- WHAT NEEDS TO BE DONE: Find every line in the listing that contains the string "positive", and copy each one. Match case exactly.

- PROVIDED INFORMATION:
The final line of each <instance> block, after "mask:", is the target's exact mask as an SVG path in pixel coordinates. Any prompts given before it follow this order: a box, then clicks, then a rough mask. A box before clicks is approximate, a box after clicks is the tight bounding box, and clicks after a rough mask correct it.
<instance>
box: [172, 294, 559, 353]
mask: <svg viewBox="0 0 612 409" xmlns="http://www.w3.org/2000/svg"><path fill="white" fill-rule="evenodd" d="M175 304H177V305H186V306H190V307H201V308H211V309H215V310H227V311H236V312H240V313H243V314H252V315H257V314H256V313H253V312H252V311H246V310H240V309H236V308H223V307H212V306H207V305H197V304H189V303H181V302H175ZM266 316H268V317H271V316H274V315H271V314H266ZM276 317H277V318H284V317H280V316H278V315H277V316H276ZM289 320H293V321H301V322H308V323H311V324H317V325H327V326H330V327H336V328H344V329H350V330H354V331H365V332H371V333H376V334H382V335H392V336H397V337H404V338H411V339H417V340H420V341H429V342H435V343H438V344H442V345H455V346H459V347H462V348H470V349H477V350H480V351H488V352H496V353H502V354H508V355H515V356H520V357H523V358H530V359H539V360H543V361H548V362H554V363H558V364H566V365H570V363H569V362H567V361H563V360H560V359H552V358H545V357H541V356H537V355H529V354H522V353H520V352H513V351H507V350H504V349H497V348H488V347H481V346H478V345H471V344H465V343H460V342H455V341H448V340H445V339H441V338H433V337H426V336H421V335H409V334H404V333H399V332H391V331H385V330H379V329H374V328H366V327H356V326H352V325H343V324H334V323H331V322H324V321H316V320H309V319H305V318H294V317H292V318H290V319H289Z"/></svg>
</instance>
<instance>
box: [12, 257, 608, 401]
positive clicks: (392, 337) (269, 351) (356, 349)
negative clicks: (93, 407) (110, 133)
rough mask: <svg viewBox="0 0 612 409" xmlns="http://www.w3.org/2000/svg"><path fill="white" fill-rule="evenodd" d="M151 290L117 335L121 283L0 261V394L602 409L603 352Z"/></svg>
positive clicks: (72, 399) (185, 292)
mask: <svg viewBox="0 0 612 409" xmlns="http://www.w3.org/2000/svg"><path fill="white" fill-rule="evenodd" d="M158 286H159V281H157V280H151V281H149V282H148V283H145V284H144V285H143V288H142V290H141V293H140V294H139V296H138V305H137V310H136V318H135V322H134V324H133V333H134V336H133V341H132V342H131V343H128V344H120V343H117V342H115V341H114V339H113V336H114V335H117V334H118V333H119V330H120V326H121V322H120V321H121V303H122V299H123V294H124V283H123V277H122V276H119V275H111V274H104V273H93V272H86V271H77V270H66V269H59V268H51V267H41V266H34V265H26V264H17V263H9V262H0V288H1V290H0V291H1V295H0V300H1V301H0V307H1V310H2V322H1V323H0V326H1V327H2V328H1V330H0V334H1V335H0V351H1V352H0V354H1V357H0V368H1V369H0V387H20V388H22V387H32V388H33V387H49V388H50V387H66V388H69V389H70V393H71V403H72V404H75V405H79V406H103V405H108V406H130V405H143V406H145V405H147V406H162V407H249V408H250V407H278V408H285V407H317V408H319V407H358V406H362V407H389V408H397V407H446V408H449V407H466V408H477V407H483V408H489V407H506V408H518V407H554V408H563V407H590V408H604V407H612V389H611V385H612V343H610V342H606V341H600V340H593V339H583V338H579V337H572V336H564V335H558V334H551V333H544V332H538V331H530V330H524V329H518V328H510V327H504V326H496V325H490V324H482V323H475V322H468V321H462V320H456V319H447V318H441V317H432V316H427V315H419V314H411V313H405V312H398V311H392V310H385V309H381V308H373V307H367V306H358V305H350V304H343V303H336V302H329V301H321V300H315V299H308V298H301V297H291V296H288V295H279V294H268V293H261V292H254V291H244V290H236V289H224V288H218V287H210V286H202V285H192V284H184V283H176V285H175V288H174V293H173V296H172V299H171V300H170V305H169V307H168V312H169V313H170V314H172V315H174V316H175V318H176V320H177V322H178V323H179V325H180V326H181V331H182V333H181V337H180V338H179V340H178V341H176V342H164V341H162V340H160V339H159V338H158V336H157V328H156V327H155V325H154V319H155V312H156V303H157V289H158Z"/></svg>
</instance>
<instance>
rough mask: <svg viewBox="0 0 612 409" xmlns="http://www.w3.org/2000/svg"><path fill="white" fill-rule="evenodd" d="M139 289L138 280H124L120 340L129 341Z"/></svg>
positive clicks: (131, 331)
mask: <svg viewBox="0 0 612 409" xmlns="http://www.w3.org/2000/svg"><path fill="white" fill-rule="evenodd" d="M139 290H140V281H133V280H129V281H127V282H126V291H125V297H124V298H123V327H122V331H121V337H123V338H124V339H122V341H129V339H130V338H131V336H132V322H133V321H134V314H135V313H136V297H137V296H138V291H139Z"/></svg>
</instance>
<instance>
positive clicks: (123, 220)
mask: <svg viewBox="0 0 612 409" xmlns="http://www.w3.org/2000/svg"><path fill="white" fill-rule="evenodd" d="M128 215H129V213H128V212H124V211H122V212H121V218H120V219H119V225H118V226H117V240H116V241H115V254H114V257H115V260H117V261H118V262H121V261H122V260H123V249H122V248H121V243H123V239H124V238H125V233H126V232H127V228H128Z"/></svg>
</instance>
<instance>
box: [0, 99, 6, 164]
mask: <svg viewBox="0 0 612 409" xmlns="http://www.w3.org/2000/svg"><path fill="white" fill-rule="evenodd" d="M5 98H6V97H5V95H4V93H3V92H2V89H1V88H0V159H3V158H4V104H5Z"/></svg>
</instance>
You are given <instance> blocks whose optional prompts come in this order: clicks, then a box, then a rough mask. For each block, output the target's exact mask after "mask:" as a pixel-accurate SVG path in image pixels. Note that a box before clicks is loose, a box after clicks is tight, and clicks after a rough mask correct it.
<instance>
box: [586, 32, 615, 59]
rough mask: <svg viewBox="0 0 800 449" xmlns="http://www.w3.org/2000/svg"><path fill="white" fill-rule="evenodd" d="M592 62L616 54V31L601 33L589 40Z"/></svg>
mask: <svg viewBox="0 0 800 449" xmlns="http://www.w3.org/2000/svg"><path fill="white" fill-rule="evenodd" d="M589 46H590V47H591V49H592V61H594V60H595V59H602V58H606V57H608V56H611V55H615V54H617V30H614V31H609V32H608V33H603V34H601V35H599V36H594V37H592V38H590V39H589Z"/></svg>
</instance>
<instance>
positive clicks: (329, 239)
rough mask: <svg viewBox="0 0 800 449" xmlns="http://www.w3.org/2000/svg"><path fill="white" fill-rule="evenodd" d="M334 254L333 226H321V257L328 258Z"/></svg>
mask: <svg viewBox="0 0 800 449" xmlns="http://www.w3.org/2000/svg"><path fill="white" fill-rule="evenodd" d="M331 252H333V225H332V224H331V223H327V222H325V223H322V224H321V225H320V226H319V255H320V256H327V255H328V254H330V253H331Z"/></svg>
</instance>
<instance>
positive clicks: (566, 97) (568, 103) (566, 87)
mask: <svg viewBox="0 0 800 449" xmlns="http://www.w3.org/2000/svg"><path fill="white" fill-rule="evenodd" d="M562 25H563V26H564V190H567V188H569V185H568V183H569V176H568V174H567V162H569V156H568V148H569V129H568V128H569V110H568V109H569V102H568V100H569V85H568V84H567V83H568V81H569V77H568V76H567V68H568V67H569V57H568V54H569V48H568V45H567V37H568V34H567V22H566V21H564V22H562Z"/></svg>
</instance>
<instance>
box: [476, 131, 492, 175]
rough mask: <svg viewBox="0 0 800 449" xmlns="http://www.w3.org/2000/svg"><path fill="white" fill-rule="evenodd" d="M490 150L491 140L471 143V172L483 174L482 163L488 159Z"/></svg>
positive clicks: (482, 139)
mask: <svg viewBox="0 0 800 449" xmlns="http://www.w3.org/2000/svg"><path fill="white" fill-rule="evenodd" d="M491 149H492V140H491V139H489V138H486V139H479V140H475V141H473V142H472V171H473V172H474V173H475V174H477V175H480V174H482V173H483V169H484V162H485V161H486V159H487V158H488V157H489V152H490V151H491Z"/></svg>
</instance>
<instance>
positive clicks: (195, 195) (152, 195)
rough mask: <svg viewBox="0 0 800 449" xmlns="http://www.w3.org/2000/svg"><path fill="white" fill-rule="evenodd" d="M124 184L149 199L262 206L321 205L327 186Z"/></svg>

- SOLUTION TO THE PROBLEM:
positive clicks: (392, 337) (269, 351) (356, 349)
positive clicks: (72, 399) (185, 292)
positive clicks: (131, 331)
positive clicks: (123, 220)
positive clicks: (329, 239)
positive clicks: (566, 97) (568, 103) (566, 87)
positive clicks: (482, 139)
positive clicks: (195, 195) (152, 195)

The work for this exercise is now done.